Exercise materials.
BEGIN

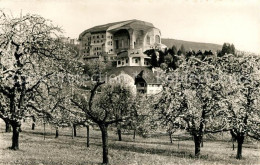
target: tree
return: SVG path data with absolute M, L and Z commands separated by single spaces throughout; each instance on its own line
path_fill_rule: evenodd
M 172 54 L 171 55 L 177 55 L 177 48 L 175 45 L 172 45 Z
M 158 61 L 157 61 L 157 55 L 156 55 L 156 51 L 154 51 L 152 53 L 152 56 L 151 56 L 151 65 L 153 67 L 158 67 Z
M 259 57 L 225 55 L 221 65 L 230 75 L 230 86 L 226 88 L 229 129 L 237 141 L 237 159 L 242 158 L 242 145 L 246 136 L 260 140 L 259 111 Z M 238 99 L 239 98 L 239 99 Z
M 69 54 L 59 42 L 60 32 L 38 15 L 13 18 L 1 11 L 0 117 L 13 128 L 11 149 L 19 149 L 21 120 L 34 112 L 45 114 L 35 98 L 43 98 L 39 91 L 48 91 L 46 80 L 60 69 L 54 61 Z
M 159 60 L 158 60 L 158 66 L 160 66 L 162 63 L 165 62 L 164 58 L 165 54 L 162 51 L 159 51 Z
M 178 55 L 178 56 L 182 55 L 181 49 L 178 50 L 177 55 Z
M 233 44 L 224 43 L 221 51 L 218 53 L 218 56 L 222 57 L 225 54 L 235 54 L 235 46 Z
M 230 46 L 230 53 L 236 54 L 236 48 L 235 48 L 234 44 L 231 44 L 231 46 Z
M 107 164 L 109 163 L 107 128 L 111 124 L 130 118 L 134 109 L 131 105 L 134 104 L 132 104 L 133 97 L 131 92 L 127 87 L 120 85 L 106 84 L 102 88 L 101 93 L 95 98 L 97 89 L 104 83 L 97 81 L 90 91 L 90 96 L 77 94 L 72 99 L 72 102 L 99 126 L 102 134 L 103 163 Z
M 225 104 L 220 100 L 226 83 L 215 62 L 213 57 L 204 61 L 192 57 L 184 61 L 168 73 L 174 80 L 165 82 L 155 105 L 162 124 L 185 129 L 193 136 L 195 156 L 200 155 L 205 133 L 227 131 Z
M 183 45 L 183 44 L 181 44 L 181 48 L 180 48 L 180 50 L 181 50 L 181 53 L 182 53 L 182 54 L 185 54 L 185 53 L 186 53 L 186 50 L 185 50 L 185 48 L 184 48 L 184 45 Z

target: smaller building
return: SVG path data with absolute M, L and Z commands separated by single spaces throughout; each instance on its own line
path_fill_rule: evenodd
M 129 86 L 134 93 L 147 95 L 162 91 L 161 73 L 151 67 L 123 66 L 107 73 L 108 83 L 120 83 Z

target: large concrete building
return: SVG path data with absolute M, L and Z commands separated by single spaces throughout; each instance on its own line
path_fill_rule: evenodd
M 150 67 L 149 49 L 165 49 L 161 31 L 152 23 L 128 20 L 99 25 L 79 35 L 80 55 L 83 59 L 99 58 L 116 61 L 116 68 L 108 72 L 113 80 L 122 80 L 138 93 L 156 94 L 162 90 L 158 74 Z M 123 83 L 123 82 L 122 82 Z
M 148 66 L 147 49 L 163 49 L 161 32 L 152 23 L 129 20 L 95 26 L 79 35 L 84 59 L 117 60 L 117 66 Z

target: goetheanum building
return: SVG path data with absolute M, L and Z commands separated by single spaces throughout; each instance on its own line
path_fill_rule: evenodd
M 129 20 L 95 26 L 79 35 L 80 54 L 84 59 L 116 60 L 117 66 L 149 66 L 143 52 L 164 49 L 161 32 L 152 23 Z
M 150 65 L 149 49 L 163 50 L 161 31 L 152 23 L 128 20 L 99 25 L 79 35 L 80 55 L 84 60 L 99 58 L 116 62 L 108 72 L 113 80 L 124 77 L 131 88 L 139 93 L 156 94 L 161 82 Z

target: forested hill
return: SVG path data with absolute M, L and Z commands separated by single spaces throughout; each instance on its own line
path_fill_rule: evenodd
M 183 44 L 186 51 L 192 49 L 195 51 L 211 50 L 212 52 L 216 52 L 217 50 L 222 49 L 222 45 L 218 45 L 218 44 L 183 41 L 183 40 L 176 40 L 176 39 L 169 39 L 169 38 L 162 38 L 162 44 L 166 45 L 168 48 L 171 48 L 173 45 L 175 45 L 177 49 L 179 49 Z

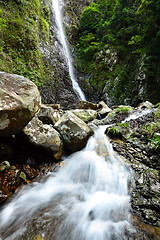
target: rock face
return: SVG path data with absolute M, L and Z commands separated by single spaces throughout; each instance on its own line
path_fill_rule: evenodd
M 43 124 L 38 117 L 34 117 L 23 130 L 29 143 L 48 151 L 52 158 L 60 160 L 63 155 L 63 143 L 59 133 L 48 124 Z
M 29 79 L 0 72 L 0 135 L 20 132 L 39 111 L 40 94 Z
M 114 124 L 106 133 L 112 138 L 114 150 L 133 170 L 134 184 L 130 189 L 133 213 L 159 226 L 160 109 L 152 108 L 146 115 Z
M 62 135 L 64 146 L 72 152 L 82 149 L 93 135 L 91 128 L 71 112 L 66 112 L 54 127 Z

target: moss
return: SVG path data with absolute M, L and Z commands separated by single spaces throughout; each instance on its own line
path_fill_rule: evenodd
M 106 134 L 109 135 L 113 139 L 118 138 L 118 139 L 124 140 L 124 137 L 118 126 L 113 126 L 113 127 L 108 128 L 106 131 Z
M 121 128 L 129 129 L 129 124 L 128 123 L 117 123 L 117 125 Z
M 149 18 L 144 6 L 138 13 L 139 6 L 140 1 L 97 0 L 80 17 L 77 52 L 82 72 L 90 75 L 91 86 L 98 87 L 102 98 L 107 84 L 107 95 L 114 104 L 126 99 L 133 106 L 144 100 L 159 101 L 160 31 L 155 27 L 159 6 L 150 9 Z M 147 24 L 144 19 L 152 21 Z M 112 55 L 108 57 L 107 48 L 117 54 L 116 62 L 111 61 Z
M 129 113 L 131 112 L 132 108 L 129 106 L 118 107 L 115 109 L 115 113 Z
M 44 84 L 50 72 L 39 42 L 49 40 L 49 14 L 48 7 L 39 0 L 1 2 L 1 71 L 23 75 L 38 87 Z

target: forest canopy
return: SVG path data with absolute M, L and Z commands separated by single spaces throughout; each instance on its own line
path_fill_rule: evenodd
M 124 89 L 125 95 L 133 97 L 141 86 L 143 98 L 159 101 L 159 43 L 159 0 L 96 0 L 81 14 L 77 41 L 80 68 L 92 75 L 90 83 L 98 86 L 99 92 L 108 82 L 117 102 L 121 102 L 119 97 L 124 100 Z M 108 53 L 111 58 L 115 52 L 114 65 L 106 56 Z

END

Assignment.
Using the listing above, locate the lines that hold "target" and copy each one.

Exercise response.
target: tree
target: smaller building
target: large concrete building
target: goetheanum building
target: forested hill
target: rock face
target: moss
target: forest canopy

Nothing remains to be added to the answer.